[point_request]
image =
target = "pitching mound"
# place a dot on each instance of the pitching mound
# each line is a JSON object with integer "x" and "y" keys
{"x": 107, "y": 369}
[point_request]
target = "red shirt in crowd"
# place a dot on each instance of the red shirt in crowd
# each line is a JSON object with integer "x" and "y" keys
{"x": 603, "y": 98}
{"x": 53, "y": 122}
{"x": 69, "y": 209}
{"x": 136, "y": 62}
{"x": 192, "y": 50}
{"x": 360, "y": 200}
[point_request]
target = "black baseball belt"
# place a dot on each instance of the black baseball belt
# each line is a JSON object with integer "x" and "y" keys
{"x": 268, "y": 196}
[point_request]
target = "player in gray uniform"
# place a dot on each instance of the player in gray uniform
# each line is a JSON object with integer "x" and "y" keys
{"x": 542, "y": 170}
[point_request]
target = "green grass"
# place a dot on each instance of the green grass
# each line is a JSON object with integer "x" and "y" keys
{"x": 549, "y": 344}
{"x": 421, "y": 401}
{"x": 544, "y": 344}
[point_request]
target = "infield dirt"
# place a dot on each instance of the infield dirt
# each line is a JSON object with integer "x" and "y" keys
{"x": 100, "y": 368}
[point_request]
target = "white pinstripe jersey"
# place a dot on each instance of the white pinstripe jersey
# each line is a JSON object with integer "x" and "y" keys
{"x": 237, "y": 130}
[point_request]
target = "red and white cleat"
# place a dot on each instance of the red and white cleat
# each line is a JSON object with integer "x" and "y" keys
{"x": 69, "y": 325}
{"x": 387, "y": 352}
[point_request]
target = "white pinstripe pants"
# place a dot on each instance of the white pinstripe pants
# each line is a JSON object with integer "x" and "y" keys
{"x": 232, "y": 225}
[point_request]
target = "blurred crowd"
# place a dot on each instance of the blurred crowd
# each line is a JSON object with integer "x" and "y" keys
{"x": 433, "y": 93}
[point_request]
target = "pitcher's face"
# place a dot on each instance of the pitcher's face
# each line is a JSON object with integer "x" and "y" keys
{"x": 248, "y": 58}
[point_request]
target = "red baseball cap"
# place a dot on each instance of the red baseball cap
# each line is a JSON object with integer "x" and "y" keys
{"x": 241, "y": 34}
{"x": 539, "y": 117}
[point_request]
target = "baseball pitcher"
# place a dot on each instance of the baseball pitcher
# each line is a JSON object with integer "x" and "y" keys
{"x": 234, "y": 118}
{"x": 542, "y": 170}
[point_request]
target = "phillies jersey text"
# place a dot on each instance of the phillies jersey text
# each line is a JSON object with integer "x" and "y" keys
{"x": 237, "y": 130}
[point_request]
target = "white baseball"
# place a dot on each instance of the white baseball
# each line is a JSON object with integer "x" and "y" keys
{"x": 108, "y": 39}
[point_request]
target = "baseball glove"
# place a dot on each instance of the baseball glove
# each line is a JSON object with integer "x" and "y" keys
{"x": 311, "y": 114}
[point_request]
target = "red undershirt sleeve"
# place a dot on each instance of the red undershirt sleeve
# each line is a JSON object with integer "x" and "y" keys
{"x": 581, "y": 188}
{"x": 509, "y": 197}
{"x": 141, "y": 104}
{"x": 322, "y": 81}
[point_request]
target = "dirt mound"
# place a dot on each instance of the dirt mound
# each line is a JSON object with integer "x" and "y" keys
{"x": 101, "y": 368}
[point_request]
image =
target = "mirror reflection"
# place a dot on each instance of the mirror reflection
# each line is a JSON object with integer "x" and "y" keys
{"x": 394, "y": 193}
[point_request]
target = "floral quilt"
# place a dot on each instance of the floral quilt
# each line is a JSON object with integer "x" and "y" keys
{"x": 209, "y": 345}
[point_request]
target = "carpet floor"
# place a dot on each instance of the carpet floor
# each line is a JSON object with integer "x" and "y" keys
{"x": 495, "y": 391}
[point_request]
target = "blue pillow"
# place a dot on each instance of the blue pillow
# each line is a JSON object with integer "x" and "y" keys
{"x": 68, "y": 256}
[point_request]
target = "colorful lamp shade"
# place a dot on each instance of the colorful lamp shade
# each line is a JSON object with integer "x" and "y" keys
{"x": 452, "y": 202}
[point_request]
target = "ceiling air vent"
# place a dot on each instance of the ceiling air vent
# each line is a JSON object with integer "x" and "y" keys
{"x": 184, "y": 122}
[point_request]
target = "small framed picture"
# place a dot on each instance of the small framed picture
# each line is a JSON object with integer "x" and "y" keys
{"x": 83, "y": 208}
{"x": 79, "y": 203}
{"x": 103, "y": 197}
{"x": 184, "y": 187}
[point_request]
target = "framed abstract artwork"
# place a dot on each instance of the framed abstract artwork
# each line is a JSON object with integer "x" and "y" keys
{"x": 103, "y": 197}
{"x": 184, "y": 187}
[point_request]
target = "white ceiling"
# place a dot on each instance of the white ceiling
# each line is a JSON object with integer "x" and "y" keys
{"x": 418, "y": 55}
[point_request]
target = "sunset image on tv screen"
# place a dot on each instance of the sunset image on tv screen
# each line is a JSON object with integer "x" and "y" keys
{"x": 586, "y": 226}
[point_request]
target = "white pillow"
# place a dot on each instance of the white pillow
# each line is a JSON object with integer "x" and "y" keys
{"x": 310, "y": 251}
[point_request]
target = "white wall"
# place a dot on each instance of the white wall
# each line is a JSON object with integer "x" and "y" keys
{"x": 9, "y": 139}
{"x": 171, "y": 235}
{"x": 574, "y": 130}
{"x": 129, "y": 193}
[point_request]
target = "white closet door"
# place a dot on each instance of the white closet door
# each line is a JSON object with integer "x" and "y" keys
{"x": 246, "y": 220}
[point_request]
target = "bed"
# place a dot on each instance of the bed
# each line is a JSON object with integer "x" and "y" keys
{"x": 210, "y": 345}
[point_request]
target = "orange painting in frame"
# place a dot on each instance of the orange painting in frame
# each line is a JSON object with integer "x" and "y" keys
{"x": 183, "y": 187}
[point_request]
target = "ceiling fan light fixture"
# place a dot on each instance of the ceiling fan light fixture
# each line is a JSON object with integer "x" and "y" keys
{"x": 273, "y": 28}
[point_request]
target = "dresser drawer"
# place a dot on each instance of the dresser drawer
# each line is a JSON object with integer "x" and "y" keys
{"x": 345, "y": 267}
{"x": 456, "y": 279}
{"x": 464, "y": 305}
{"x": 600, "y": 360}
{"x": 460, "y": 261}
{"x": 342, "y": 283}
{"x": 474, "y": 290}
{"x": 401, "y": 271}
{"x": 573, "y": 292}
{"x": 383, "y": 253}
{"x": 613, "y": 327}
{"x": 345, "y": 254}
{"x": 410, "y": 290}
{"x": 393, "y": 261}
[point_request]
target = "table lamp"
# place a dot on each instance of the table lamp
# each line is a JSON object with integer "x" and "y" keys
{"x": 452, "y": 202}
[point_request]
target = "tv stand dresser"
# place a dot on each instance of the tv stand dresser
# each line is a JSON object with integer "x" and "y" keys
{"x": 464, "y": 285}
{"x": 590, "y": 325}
--------------------------------
→ Goal of the exercise
Across the material, report every line that has the word "pants".

→ Answer to this problem
target = "white pinstripe pants"
# place a dot on each instance of the white pinstripe pants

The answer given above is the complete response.